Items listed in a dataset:

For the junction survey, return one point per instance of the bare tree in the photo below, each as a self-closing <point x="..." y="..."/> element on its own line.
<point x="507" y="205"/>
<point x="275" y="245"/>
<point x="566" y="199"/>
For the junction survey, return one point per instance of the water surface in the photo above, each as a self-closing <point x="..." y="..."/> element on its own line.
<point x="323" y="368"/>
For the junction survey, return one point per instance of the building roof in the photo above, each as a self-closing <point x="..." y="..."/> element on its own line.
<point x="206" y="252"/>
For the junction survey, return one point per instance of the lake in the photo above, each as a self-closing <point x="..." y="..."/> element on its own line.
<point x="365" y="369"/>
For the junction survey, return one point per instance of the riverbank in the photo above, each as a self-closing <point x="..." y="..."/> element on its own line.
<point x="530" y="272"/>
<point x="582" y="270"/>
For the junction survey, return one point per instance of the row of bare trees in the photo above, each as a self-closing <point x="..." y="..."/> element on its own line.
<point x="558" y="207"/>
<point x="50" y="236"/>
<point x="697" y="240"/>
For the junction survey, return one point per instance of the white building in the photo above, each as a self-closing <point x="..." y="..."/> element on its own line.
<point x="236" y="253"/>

== Aim of the task ==
With nothing left out, copy the data above exactly.

== Written reply ==
For the junction survey, return one point per instance of the bare tree in the photo below, each as a self-closing <point x="..." y="..."/> element on its own line.
<point x="507" y="205"/>
<point x="275" y="245"/>
<point x="566" y="199"/>
For the junction survey, return one point per instance of the water surface in the photo above, each as a self-closing <point x="..." y="..."/> element on its own line.
<point x="323" y="368"/>
For the junction survey, return one point per instance of the building roof in the photo above, each as a self-closing <point x="..." y="..."/> element on its own line.
<point x="206" y="252"/>
For the junction survey, return one point per instance of the lake in the photo above, each as a self-closing <point x="..." y="..."/> element on its own line.
<point x="365" y="369"/>
For the junction survey, return one point per instance of the riverbank in the photo above, each as a self-closing <point x="..." y="..."/> element on its own line.
<point x="530" y="272"/>
<point x="582" y="270"/>
For the junction survey, return one point per instance of the row of bare trees in the photo above, each as a self-closing <point x="..." y="..."/> element on its own line.
<point x="558" y="207"/>
<point x="50" y="236"/>
<point x="697" y="240"/>
For the junction survey, return one point per instance of the white building in the photo above, each as a self-closing <point x="..." y="..."/> element on its own line.
<point x="236" y="253"/>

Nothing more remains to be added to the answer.